Thursday, May 06, 2010

Aloha Hiroshima!

I had expected my visit to Hiroshima to leave me horrified, or at least disconcerted. It did not.

What I saw instead was a cheerful, touristy city with wide, neat roads; streetcars ambling past at a leisurely pace; a flower festival showcasing international dances - naked Latino's doing the salsa followed by overdressed Tibetan troupes swirling in their skirts and cap-ribbons; in the subway Japanese girls dressed as Hawaiian dancers swaying their grass skirts to music as the shoppers and tourists looked on...

Was this really the city where, 64 years, an American B-29 bomber, swooped down to drop the first nuclear bomb in history, killing more than 80,000 people? Was this the city that Radio Tokyo reported later as the place where "practically all living things, human and animal, were literally seared to death"?

Walking down the sunny avenues of Hiroshima it is really hard to believe that such a horror ever happened here. There is, of course, the iconic `A-Dome`, and a short walk away is the museum with its many models, photos, diagrams and displays. Then there are also mutilated trees and the handful of surviving Hibakusha (`explosion-affected-people) who sit under a nuclear umbrella and campaign relentlessly for total N-disarmament.

The museum did have its surprises though. I did not know, for instance, that about 20,000 Koreans died in the bombing (1 for every 4 Japanese!) - most of them were working in Hiroshima as forced labourers or conscripted soldiers. Another surprise was that the whole narrative of the exhibition was less emotional and more rational when it came to answering some critical questions:

Q- Why was the A-bomb dropped on Japan instead of Germany?
A- The Allies knew that the Germans had a nuclear program and were wary of a scenario where an unexploded bomb could yield valuable secrets to the enemy. All available information suggested that the Japanese did not have the resources for such a program.

Q- Why was Hiroshima chosen?

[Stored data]

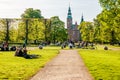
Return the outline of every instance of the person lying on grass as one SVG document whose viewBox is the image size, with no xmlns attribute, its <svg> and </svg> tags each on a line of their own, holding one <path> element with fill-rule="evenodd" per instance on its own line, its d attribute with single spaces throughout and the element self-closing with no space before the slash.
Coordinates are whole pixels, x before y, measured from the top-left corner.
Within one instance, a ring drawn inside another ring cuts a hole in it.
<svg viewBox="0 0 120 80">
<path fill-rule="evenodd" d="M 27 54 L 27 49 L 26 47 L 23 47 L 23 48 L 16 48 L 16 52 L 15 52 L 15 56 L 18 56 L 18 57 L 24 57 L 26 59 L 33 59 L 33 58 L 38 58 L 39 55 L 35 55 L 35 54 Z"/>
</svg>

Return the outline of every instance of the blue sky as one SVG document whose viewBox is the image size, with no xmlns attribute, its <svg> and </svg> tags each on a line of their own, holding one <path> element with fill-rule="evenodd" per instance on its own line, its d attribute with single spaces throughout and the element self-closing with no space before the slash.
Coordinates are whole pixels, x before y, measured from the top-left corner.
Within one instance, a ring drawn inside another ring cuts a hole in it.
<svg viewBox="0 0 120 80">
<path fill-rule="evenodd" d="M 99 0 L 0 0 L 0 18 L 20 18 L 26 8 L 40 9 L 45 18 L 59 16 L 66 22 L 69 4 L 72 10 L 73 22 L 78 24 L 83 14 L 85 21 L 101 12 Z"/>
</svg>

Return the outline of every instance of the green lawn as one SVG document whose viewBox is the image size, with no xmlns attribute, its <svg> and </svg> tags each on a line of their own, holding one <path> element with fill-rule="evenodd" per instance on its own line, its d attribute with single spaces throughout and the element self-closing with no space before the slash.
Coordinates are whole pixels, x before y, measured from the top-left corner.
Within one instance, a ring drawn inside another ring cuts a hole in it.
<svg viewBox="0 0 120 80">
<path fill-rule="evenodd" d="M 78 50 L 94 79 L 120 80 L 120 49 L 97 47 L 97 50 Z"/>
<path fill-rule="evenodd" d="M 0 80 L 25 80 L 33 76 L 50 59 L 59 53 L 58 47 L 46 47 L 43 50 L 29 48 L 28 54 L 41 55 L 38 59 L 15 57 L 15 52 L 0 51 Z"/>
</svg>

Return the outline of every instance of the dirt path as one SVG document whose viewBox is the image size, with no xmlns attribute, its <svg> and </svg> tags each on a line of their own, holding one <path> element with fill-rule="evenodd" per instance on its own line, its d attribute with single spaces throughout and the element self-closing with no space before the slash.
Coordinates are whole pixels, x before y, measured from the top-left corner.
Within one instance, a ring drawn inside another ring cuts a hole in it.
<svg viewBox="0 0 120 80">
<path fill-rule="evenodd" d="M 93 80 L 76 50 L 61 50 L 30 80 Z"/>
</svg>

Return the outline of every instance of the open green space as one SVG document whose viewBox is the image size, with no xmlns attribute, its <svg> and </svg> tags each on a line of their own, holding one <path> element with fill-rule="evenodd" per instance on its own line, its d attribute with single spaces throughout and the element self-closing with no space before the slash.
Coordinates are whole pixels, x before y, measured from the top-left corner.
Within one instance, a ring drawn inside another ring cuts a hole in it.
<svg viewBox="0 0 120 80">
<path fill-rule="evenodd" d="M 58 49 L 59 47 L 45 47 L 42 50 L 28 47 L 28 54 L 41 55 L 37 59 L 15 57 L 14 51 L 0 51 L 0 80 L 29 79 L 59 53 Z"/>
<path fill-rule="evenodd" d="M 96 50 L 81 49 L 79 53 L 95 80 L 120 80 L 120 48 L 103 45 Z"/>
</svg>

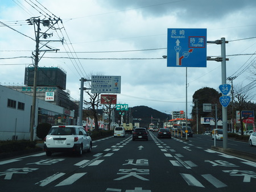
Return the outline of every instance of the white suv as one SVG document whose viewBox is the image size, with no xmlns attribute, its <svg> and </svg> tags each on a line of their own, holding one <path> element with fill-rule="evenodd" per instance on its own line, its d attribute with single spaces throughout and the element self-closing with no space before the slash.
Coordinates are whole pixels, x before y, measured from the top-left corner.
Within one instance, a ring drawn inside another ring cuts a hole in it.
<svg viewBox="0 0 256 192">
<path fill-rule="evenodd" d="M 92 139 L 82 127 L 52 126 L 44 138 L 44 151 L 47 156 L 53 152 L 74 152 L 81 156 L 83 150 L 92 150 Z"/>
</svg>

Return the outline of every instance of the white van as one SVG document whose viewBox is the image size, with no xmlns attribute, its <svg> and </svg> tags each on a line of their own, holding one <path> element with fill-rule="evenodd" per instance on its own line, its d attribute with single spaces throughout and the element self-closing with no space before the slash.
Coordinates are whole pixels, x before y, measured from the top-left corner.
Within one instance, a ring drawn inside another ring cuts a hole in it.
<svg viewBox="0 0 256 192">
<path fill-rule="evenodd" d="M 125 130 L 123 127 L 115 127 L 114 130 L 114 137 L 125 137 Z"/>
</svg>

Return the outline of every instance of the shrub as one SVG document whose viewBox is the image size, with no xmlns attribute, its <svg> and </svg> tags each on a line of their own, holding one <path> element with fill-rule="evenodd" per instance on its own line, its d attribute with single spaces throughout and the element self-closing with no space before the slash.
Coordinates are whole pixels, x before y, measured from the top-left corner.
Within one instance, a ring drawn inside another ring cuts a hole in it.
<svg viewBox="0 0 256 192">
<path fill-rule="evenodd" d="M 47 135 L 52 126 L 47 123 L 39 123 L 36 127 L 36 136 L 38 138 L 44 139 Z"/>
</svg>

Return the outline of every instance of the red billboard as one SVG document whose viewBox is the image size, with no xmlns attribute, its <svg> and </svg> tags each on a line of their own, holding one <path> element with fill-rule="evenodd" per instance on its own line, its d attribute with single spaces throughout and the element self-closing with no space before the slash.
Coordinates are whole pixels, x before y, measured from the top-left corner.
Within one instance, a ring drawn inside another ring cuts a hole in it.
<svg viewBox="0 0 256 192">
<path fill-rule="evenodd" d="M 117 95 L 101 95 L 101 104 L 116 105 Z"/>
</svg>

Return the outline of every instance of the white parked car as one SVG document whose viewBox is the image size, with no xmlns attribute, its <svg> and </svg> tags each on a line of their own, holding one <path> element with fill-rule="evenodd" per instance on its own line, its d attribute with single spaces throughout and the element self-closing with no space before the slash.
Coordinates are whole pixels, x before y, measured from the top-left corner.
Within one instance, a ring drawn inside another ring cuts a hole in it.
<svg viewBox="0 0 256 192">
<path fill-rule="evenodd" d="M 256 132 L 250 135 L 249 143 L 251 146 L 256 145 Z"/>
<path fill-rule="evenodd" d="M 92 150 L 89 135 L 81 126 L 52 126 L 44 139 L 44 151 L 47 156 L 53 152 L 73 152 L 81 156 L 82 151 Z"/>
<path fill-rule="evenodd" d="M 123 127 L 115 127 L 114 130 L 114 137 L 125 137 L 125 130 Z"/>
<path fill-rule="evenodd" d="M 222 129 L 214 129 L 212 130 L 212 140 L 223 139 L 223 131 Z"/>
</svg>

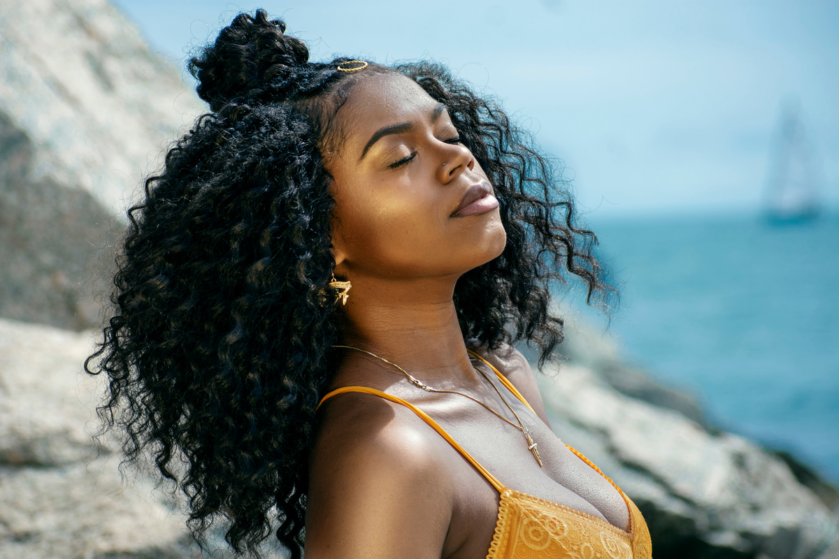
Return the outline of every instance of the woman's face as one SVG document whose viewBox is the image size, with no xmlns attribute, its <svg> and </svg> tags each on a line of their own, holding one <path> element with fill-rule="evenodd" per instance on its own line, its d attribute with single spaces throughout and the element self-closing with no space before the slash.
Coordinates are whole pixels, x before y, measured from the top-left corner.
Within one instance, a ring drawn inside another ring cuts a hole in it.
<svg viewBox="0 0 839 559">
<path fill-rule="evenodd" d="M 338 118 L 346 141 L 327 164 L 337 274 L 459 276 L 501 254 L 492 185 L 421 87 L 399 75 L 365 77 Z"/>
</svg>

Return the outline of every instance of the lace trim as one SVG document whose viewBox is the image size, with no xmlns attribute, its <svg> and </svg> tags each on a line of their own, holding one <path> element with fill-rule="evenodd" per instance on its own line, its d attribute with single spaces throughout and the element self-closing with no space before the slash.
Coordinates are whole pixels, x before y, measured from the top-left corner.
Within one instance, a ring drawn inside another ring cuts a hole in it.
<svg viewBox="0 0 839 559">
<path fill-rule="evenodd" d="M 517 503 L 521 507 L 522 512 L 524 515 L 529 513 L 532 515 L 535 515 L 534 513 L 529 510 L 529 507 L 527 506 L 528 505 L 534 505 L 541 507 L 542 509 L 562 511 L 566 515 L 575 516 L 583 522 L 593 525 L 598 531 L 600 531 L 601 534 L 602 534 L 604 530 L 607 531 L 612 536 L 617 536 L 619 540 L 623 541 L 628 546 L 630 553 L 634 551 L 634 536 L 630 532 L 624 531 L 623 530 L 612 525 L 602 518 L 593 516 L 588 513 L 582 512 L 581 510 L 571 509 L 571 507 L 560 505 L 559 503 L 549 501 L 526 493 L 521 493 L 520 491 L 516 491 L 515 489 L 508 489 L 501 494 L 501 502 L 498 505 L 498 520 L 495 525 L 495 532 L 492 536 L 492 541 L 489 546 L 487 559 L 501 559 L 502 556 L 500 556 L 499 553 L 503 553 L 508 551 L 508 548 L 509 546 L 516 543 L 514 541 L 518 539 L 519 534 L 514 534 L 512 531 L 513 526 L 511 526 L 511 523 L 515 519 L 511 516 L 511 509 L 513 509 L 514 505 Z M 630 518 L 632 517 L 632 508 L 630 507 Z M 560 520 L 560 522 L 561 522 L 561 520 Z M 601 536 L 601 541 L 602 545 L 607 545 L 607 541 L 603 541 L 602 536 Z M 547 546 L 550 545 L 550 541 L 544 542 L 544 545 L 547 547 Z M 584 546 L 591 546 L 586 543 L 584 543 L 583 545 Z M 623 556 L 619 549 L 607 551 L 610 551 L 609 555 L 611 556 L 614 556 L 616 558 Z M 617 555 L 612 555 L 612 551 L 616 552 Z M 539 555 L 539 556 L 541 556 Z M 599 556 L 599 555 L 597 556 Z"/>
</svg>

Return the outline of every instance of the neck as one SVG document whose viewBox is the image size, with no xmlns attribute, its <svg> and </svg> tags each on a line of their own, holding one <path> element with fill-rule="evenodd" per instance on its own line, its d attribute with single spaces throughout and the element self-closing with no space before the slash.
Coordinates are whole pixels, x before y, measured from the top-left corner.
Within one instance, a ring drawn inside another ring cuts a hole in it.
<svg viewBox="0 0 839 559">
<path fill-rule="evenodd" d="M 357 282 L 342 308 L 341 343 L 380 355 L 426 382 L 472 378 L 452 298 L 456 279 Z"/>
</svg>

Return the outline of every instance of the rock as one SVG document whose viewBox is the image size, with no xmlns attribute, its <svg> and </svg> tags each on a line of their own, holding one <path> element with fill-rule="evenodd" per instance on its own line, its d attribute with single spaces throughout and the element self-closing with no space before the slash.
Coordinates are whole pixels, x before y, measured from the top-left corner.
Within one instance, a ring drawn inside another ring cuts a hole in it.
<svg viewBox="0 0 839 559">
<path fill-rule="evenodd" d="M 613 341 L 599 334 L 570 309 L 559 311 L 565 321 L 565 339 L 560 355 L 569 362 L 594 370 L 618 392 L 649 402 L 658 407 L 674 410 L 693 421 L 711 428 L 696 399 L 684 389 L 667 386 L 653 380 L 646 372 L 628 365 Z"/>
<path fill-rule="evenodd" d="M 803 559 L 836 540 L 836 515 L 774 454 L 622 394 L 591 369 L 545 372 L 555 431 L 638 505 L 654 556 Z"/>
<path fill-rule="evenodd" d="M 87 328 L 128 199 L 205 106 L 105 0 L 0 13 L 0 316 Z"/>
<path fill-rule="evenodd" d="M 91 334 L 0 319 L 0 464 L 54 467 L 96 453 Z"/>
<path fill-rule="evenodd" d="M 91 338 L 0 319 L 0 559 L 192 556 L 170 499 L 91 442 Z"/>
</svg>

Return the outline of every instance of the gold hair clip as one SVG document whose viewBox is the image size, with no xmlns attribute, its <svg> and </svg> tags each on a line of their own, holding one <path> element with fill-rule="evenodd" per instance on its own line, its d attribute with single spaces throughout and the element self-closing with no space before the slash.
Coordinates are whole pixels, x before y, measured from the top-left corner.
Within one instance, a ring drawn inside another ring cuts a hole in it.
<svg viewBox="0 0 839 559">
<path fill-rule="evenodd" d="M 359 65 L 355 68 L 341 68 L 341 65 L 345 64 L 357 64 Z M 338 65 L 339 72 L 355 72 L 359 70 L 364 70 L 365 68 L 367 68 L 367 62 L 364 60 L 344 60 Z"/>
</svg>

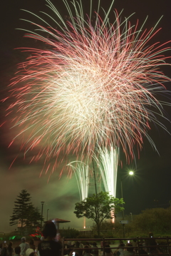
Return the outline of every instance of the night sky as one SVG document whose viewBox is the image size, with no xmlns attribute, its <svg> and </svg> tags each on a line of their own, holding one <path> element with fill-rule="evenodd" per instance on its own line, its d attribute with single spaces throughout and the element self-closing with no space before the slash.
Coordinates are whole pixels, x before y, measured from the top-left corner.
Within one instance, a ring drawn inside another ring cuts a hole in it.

* TASK REQUIREMENTS
Write the next part of the travel post about visiting Hiroshima, picking up right after its final sentence.

* EXERCISE RESULT
A- Hiroshima had a large military-industrial complex; it was the HQ of the 5th Division of the Imperial Army, and it was believed to be one of the few cities that did not have allied POWs (actually it did - 260 allied POWs were killed).

Apparently, prior to 6 August 1945, the relentless fire-bombing of over 60 Japanese cities had not brought about an unconditional surrender - despite the loss of over 800,000 civilian lives. So the idea was to pick-out peripheral cities one by one and move towards the more critical ones (Kyoto, Osaka, Tokyo) until imperial Japan was forced to wave the white flag.

That is one way of explaining things. A more balse - and plausible - explanatiion was that so much money and resources had already been invested in the top-secret "Manhattan Project" that the US top-brass knew they would be hauled over the coals after the war, unless, of course, there was some dramatic output. So they sent out a Little Boy and a Fat Man to do the talking...

Whaterver the reasons for the bombings, in the ultimate reckoning the Hiroshima of today is neither a `City of Peace` nor a `living symbol of the follies of a nuclear war` is a showcase of pure pragmatism.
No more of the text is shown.